The Iran Relief Bounce: Is This Time Different?
Plus, we’re having talks—or else
By
Spencer Jakab
The celebration over the Strait of Hormuz reopening faded over the weekend. Following Friday’s bounce, stocks are set to open lower while oil prices have retraced some of their losses. With Vice President JD Vance heading for Pakistan, it’s still unclear whether new talks on ending the war will even happen. President Trump is again threatening to attack Iran’s infrastructure if they don’t.
In Need of a New Playbook
The last time stocks acted like this, George Bush was president. George H.W. Bush, that is.
The tech-heavy Nasdaq Composite Index’s 13th consecutive gain on Friday is just one of several unusual features of the Iran relief rally. There’s a difference, though, between something being a rarity in traders’ playbooks and them needing to order a whole new one.
Markets have been acting oddly since the Covid-19 plunge, and there might be structural reasons for that. Before the pandemic, a rebound from a steep selloff usually was followed by a retest of the prior lows. Chris Watling, chief market strategist at Longview Economics, looked back decades at 15 similar non-bear market episodes and found that was the case almost 80% of the time.
Since 2020, though, no sharp pullbacks have matched that pattern. One theory he has is the growing importance of “multi-strat pod shops.” These are huge hedge funds that contain several smaller funds. They use borrowed money and have risk managers who keep them on a tight leash.
When returns suddenly turn negative, the pods are forced to take their lumps quickly and reduce risk. That provides a clean slate for the ensuing bounce.

— Apply what you read —
1. In the piece above on the Iran relief rally, rewrite the paragraph beginning "Markets have been acting oddly" as a short bulleted list that keeps its main facts.
2. Extend the piece above on the Iran relief rally, picking up after its last sentence about the pods getting a clean slate for the ensuing bounce.

— Source information —
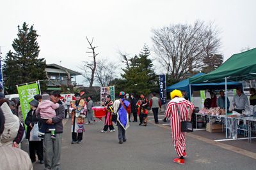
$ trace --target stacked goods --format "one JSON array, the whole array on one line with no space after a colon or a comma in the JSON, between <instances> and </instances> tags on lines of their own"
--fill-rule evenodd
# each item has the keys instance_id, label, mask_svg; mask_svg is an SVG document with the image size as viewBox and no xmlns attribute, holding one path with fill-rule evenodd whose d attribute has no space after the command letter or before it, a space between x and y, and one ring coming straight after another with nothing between
<instances>
[{"instance_id":1,"label":"stacked goods","mask_svg":"<svg viewBox=\"0 0 256 170\"><path fill-rule=\"evenodd\" d=\"M203 115L225 115L225 110L221 109L220 108L211 108L208 110L206 108L204 108L199 111L199 113Z\"/></svg>"}]
</instances>

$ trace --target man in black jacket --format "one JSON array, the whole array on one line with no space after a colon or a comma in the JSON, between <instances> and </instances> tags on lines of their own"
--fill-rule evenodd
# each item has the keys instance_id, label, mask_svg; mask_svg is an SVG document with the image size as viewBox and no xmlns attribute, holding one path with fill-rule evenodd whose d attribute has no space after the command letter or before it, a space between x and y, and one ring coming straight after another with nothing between
<instances>
[{"instance_id":1,"label":"man in black jacket","mask_svg":"<svg viewBox=\"0 0 256 170\"><path fill-rule=\"evenodd\" d=\"M56 117L49 118L47 124L55 124L56 139L53 139L51 137L51 132L45 133L44 139L44 151L45 154L44 166L45 169L61 169L60 167L60 155L61 150L61 139L63 127L62 120L65 117L65 108L60 100L61 97L58 91L53 91L51 94L51 99L54 103L58 103L60 107L55 110Z\"/></svg>"},{"instance_id":2,"label":"man in black jacket","mask_svg":"<svg viewBox=\"0 0 256 170\"><path fill-rule=\"evenodd\" d=\"M137 99L134 97L134 95L133 94L131 94L131 112L132 113L133 115L132 122L137 122Z\"/></svg>"}]
</instances>

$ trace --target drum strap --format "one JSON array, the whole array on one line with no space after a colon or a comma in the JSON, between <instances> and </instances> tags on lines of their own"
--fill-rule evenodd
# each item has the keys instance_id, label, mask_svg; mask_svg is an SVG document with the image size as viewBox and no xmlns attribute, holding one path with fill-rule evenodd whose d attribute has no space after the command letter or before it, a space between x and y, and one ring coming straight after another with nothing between
<instances>
[{"instance_id":1,"label":"drum strap","mask_svg":"<svg viewBox=\"0 0 256 170\"><path fill-rule=\"evenodd\" d=\"M126 107L125 107L125 106L124 106L124 103L123 103L123 101L121 100L121 99L119 99L119 101L120 101L120 103L121 103L122 106L123 106L123 108L125 110L126 112L127 112L127 113L129 113L128 111L127 111L127 108L126 108Z\"/></svg>"}]
</instances>

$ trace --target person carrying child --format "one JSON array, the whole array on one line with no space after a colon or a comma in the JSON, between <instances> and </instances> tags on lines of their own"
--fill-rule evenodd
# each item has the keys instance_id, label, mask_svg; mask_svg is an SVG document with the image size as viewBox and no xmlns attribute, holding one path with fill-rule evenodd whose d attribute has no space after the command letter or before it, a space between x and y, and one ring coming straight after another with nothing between
<instances>
[{"instance_id":1,"label":"person carrying child","mask_svg":"<svg viewBox=\"0 0 256 170\"><path fill-rule=\"evenodd\" d=\"M42 96L42 101L39 103L36 110L36 113L39 113L41 118L45 120L42 121L41 128L39 129L39 138L44 139L45 131L48 129L51 131L51 138L56 139L55 124L47 124L46 121L56 116L55 110L59 107L59 104L55 104L51 101L50 96L48 94L44 94Z\"/></svg>"}]
</instances>

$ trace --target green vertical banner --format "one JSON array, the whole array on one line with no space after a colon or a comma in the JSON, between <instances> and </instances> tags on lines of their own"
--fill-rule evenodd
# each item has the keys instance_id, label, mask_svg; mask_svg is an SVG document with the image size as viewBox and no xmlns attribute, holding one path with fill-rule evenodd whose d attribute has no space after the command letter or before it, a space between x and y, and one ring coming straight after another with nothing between
<instances>
[{"instance_id":1,"label":"green vertical banner","mask_svg":"<svg viewBox=\"0 0 256 170\"><path fill-rule=\"evenodd\" d=\"M109 95L111 97L111 101L115 101L115 85L109 86Z\"/></svg>"},{"instance_id":2,"label":"green vertical banner","mask_svg":"<svg viewBox=\"0 0 256 170\"><path fill-rule=\"evenodd\" d=\"M24 121L28 112L30 110L29 102L34 99L35 95L39 94L38 83L39 82L36 81L34 83L17 86Z\"/></svg>"},{"instance_id":3,"label":"green vertical banner","mask_svg":"<svg viewBox=\"0 0 256 170\"><path fill-rule=\"evenodd\" d=\"M202 108L204 108L204 101L205 100L205 93L204 90L200 90L200 97L201 97L201 104L202 104Z\"/></svg>"}]
</instances>

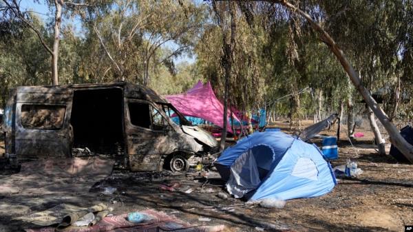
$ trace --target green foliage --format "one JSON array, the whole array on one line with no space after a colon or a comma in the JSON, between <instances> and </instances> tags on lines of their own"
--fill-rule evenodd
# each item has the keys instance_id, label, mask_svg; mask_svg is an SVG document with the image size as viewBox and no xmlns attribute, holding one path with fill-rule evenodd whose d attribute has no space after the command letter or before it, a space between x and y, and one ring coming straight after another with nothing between
<instances>
[{"instance_id":1,"label":"green foliage","mask_svg":"<svg viewBox=\"0 0 413 232\"><path fill-rule=\"evenodd\" d=\"M330 113L337 112L341 102L361 100L319 35L306 21L277 3L216 1L218 19L211 2L73 2L87 6L66 5L63 9L65 19L80 19L81 33L63 24L59 56L62 84L124 79L170 94L184 92L202 79L210 81L222 98L224 64L229 61L224 59L222 32L231 30L227 10L233 4L231 105L241 109L266 107L278 115L302 118L316 113L319 101ZM395 118L412 117L413 1L292 3L308 12L335 39L369 90L383 94L388 114ZM0 105L11 87L51 83L50 54L36 34L2 12L2 6ZM49 6L52 11L53 6ZM28 18L52 44L50 22L31 14ZM176 64L174 59L183 54L195 57L195 63ZM308 91L301 93L304 89Z\"/></svg>"}]
</instances>

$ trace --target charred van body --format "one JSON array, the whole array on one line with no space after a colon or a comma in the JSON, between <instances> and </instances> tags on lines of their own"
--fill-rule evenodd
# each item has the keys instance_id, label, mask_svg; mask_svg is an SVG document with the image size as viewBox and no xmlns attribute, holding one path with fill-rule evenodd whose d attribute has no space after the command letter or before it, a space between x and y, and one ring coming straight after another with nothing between
<instances>
[{"instance_id":1,"label":"charred van body","mask_svg":"<svg viewBox=\"0 0 413 232\"><path fill-rule=\"evenodd\" d=\"M171 117L178 116L179 125ZM128 83L19 87L3 129L6 156L70 157L76 148L120 153L132 171L184 171L218 146L153 90Z\"/></svg>"}]
</instances>

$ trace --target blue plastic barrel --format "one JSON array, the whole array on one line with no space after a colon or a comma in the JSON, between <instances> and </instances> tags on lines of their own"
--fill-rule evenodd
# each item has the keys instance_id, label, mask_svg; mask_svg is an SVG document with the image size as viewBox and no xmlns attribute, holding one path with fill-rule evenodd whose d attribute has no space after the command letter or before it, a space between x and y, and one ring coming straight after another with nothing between
<instances>
[{"instance_id":1,"label":"blue plastic barrel","mask_svg":"<svg viewBox=\"0 0 413 232\"><path fill-rule=\"evenodd\" d=\"M337 138L330 136L323 138L323 154L330 160L339 158L339 149L337 147Z\"/></svg>"}]
</instances>

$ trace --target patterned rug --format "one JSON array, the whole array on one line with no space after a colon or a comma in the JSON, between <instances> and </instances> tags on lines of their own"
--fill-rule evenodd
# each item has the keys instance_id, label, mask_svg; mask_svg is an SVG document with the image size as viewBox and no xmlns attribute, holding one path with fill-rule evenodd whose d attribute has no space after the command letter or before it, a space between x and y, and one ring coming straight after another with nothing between
<instances>
[{"instance_id":1,"label":"patterned rug","mask_svg":"<svg viewBox=\"0 0 413 232\"><path fill-rule=\"evenodd\" d=\"M153 220L145 223L132 223L127 220L127 215L123 214L104 218L92 226L69 226L60 231L64 232L218 232L225 229L224 226L193 226L173 215L164 212L147 209L141 211L149 215ZM55 227L45 227L26 229L27 232L53 232Z\"/></svg>"}]
</instances>

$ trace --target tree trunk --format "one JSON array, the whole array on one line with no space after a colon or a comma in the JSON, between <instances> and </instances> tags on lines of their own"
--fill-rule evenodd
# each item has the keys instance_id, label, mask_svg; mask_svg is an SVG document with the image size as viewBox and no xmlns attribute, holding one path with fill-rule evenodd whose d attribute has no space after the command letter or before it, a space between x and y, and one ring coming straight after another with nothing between
<instances>
[{"instance_id":1,"label":"tree trunk","mask_svg":"<svg viewBox=\"0 0 413 232\"><path fill-rule=\"evenodd\" d=\"M343 100L340 101L340 110L339 112L339 120L337 124L337 142L340 140L340 133L341 132L341 118L343 118L343 112L344 111L344 104Z\"/></svg>"},{"instance_id":2,"label":"tree trunk","mask_svg":"<svg viewBox=\"0 0 413 232\"><path fill-rule=\"evenodd\" d=\"M52 82L53 85L59 85L59 43L60 41L60 27L62 22L62 5L63 0L54 0L56 12L54 14L54 36L53 40L53 54L52 54Z\"/></svg>"},{"instance_id":3,"label":"tree trunk","mask_svg":"<svg viewBox=\"0 0 413 232\"><path fill-rule=\"evenodd\" d=\"M226 67L225 68L225 89L224 92L224 125L222 127L222 134L221 135L221 143L220 144L220 149L221 151L223 151L225 149L225 142L226 140L226 128L228 127L228 90L229 89L229 76L228 76L229 75L231 75L231 67L229 68Z\"/></svg>"},{"instance_id":4,"label":"tree trunk","mask_svg":"<svg viewBox=\"0 0 413 232\"><path fill-rule=\"evenodd\" d=\"M390 122L392 122L393 120L397 116L397 108L399 107L399 103L400 101L400 77L397 77L397 87L396 89L394 89L394 102L393 103L393 109L392 110L392 114L390 114Z\"/></svg>"},{"instance_id":5,"label":"tree trunk","mask_svg":"<svg viewBox=\"0 0 413 232\"><path fill-rule=\"evenodd\" d=\"M215 6L215 2L213 3ZM224 125L222 128L222 134L221 135L221 143L220 144L220 150L222 151L225 149L225 142L226 140L226 128L228 127L228 96L229 94L229 79L231 75L232 62L233 62L233 50L235 45L235 32L236 32L236 25L235 21L235 6L233 3L229 2L229 13L231 15L231 39L228 41L226 34L228 34L228 30L225 30L222 25L221 25L221 29L222 30L222 48L224 50L224 56L221 60L222 65L224 70L225 76L225 87L224 92ZM214 7L215 8L215 7ZM218 13L216 8L215 12Z\"/></svg>"},{"instance_id":6,"label":"tree trunk","mask_svg":"<svg viewBox=\"0 0 413 232\"><path fill-rule=\"evenodd\" d=\"M273 1L271 1L273 2ZM343 51L341 51L339 46L335 43L331 36L330 36L330 35L319 25L313 21L313 19L309 14L298 9L294 5L292 5L286 1L275 1L275 2L290 8L294 12L298 12L311 24L311 26L315 30L321 34L321 39L328 45L330 50L336 56L337 59L343 66L343 68L348 74L351 81L356 87L356 89L357 89L359 93L363 96L363 98L367 105L371 108L384 128L385 128L390 136L392 143L399 149L409 161L413 162L413 145L407 143L407 141L401 136L397 128L396 128L396 127L390 121L389 117L383 111L379 104L377 104L368 90L363 85L359 75L350 62L347 60Z\"/></svg>"},{"instance_id":7,"label":"tree trunk","mask_svg":"<svg viewBox=\"0 0 413 232\"><path fill-rule=\"evenodd\" d=\"M149 59L146 59L144 61L144 74L143 74L143 81L142 85L144 86L148 86L149 81Z\"/></svg>"},{"instance_id":8,"label":"tree trunk","mask_svg":"<svg viewBox=\"0 0 413 232\"><path fill-rule=\"evenodd\" d=\"M354 105L351 96L347 99L347 136L348 138L352 136L354 125L354 115L353 113Z\"/></svg>"},{"instance_id":9,"label":"tree trunk","mask_svg":"<svg viewBox=\"0 0 413 232\"><path fill-rule=\"evenodd\" d=\"M319 121L321 121L321 120L323 120L321 118L321 106L323 105L323 90L321 89L320 89L320 91L319 92L318 103L319 105L317 109L317 114L318 116L317 120Z\"/></svg>"},{"instance_id":10,"label":"tree trunk","mask_svg":"<svg viewBox=\"0 0 413 232\"><path fill-rule=\"evenodd\" d=\"M377 123L376 123L376 119L374 119L373 111L370 107L368 107L367 109L367 116L368 118L368 121L370 122L372 131L373 131L373 133L374 134L374 139L376 140L376 144L377 145L379 154L382 156L385 156L385 140L383 138L383 137L381 137L381 133L380 133L380 129L379 129Z\"/></svg>"}]
</instances>

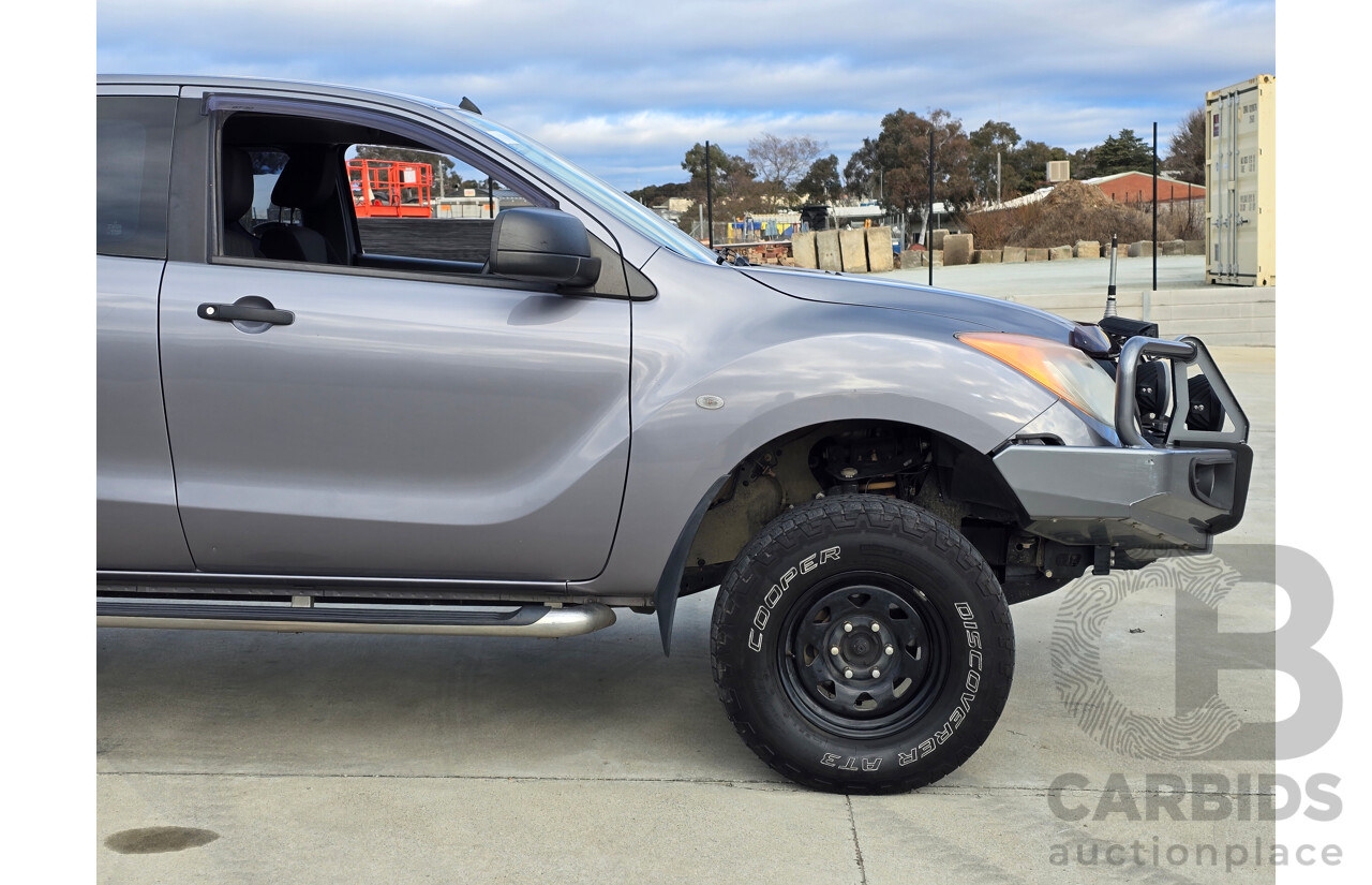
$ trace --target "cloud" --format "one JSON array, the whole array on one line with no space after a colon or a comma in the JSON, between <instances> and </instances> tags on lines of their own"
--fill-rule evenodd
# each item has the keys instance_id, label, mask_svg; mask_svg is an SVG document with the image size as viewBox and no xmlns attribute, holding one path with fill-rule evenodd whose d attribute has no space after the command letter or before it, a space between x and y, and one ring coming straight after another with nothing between
<instances>
[{"instance_id":1,"label":"cloud","mask_svg":"<svg viewBox=\"0 0 1372 885\"><path fill-rule=\"evenodd\" d=\"M602 0L377 5L103 0L97 69L281 77L471 96L620 187L682 180L709 139L809 134L845 162L897 107L1004 119L1067 150L1276 73L1273 1ZM1220 36L1222 34L1222 38Z\"/></svg>"}]
</instances>

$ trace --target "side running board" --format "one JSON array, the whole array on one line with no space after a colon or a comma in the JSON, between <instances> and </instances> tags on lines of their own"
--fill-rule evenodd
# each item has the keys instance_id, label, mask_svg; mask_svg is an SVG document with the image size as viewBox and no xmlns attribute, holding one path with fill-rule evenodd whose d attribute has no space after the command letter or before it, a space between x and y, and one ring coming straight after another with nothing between
<instances>
[{"instance_id":1,"label":"side running board","mask_svg":"<svg viewBox=\"0 0 1372 885\"><path fill-rule=\"evenodd\" d=\"M615 612L600 602L564 608L524 605L513 611L493 612L438 605L316 605L311 597L295 597L292 604L96 598L97 627L409 633L556 639L594 633L613 623Z\"/></svg>"}]
</instances>

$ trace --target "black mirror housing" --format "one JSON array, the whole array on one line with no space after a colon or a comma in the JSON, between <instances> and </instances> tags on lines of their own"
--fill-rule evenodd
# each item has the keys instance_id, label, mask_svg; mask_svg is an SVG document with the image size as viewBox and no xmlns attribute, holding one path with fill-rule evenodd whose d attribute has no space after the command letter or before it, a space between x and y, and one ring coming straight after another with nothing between
<instances>
[{"instance_id":1,"label":"black mirror housing","mask_svg":"<svg viewBox=\"0 0 1372 885\"><path fill-rule=\"evenodd\" d=\"M586 288L600 279L579 218L556 209L506 209L491 231L491 273Z\"/></svg>"}]
</instances>

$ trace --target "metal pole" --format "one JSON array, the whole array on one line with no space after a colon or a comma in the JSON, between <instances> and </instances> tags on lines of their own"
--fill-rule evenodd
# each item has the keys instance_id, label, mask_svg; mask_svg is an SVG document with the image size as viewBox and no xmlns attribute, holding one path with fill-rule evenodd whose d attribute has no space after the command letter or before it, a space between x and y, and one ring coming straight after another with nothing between
<instances>
[{"instance_id":1,"label":"metal pole","mask_svg":"<svg viewBox=\"0 0 1372 885\"><path fill-rule=\"evenodd\" d=\"M709 141L705 143L705 214L709 220L705 226L705 241L715 248L715 195L709 187Z\"/></svg>"},{"instance_id":2,"label":"metal pole","mask_svg":"<svg viewBox=\"0 0 1372 885\"><path fill-rule=\"evenodd\" d=\"M929 285L934 284L934 229L929 224L934 217L934 128L929 126L929 211L925 213L925 229L929 241L925 243L925 257L929 259Z\"/></svg>"},{"instance_id":3,"label":"metal pole","mask_svg":"<svg viewBox=\"0 0 1372 885\"><path fill-rule=\"evenodd\" d=\"M1115 288L1114 288L1114 263L1115 258L1120 255L1120 235L1110 235L1110 288L1106 290L1106 316L1115 317Z\"/></svg>"},{"instance_id":4,"label":"metal pole","mask_svg":"<svg viewBox=\"0 0 1372 885\"><path fill-rule=\"evenodd\" d=\"M1158 123L1152 123L1152 291L1158 291Z\"/></svg>"}]
</instances>

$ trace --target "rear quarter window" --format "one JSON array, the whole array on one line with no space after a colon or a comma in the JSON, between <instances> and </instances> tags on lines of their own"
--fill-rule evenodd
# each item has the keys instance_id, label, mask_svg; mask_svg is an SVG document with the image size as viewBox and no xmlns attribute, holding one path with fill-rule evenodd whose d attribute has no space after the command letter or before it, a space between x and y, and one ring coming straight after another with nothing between
<instances>
[{"instance_id":1,"label":"rear quarter window","mask_svg":"<svg viewBox=\"0 0 1372 885\"><path fill-rule=\"evenodd\" d=\"M166 258L170 96L96 99L96 254Z\"/></svg>"}]
</instances>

— Answers per task —
1.
- Markets have behaved oddly since the Covid-19 plunge, possibly for structural reasons.
- Before the pandemic, a rebound from a steep selloff was usually followed by a retest of the prior lows.
- Chris Watling, chief market strategist at Longview Economics, studied 15 similar non-bear market episodes going back decades and found this happened almost 80% of the time.

2.
There’s another big change that might be even more profound—a huge increase in retail trader participation. Millions of brokerage accounts were opened in 2020 and 2021, largely by young men, in a perfect storm of commission-free trading, boredom, stimulus checks and face-ripping volatility. They’ve become a force.
Charles Schwab Chief Investment Strategist Liz Ann Sonders said on the Excess Returns podcast last week that this cohort—one she distinguishes from other, traditional individual investors—makes up a substantial chunk of stock trading many days. Combine their buy the dip, chase the rip behavior with professional investors like commodity trading advisers who already followed momentum strategies, and bounces have a lot more oomph these days.
They say that the four most dangerous words in investing are “this time is different,” but the way stocks react to scary news might really have changed.
Selloffs like the one following Covid shutdowns, Liberation Day and hostilities in Iran are even more brutal. The bounces, as we’ve just seen again, are also a lot quicker.
They can’t even really be called “recoveries.” The economic damage or threat from those events lingered far longer than it took equity indexes to reach fresh highs. With plenty of uncertainty unleashed by the ongoing energy shock, that’s certainly the case today.
We’re not in Kansas any more.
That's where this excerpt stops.